PROBLEM DETAILS: Copy the lines verbatim, beginning with the line that contains "Where can you spot the stripped" and continuing through the end of the data, and only those lines.

** START GIVEN RECORDS **

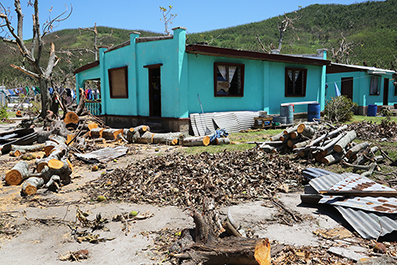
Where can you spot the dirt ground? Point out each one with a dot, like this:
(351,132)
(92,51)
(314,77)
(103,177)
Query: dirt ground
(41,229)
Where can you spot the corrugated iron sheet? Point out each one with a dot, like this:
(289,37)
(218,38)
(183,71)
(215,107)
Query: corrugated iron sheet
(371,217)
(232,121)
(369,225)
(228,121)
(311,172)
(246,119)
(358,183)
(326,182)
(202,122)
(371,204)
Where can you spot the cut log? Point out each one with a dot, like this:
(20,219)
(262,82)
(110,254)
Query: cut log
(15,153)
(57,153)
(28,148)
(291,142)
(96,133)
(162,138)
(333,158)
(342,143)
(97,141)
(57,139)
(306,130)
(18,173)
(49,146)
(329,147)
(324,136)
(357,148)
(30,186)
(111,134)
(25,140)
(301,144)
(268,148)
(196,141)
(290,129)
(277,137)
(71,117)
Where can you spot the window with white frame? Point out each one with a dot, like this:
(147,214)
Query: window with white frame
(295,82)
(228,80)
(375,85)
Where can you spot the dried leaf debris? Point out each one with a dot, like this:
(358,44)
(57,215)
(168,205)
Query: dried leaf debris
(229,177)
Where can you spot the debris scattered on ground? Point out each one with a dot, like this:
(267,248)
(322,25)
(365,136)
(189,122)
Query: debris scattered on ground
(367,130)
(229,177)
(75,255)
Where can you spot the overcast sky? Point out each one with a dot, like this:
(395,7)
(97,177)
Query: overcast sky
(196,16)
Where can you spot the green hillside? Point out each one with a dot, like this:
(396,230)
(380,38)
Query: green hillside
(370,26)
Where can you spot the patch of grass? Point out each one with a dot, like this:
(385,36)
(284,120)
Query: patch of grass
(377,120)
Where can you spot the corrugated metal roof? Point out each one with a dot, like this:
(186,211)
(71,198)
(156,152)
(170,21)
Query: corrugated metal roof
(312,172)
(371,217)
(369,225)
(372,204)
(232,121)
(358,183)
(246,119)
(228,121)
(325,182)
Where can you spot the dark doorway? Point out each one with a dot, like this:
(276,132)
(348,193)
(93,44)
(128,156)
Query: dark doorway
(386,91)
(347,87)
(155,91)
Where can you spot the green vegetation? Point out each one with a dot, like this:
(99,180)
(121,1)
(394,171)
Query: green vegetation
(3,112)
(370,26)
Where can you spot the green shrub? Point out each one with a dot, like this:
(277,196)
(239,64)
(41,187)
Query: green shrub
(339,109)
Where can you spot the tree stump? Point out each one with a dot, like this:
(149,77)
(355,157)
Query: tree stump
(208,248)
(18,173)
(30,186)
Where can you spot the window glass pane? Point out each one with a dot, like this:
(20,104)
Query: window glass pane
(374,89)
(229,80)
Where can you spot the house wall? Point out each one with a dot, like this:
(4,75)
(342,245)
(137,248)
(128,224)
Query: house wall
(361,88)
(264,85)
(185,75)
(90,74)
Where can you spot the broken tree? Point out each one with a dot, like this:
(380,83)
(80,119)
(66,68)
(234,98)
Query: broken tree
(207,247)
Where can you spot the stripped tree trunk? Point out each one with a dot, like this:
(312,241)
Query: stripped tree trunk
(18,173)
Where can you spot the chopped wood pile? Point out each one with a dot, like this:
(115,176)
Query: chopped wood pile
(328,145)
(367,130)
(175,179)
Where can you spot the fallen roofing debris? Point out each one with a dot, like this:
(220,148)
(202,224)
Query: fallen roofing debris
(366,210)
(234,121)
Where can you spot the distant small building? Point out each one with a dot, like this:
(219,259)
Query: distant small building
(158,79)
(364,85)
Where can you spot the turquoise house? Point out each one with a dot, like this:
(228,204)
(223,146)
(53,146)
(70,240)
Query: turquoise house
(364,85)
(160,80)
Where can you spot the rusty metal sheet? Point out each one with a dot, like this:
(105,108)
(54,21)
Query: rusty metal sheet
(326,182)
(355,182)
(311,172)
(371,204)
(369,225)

** END GIVEN RECORDS **

SOLVED EXERCISE:
Where can you spot the stripped tree trunk? Point out each one with a dot, like this:
(312,241)
Query: stripped tree trunk
(18,173)
Where can you spot the chopped wood pile? Point out each one with a dot, like this:
(115,176)
Query: chopped wood pile
(328,145)
(367,130)
(175,179)
Where can you spot the fallen roofing debris? Point out each one with a dot, like this:
(220,148)
(202,224)
Query: fallen roofing debris
(366,210)
(234,121)
Where can you spot the distant small building? Point out each one with a dot, like this:
(219,259)
Query: distant small building
(158,79)
(364,85)
Where can you spot the turquoise house? Point out each one with a dot, like this:
(228,204)
(223,146)
(53,146)
(70,240)
Query: turquoise house
(364,85)
(160,80)
Where can you spot the rusty metal sheet? Point out each one with a dot, like this:
(105,108)
(54,21)
Query: rusty metal sheet
(326,182)
(355,182)
(311,172)
(371,204)
(369,225)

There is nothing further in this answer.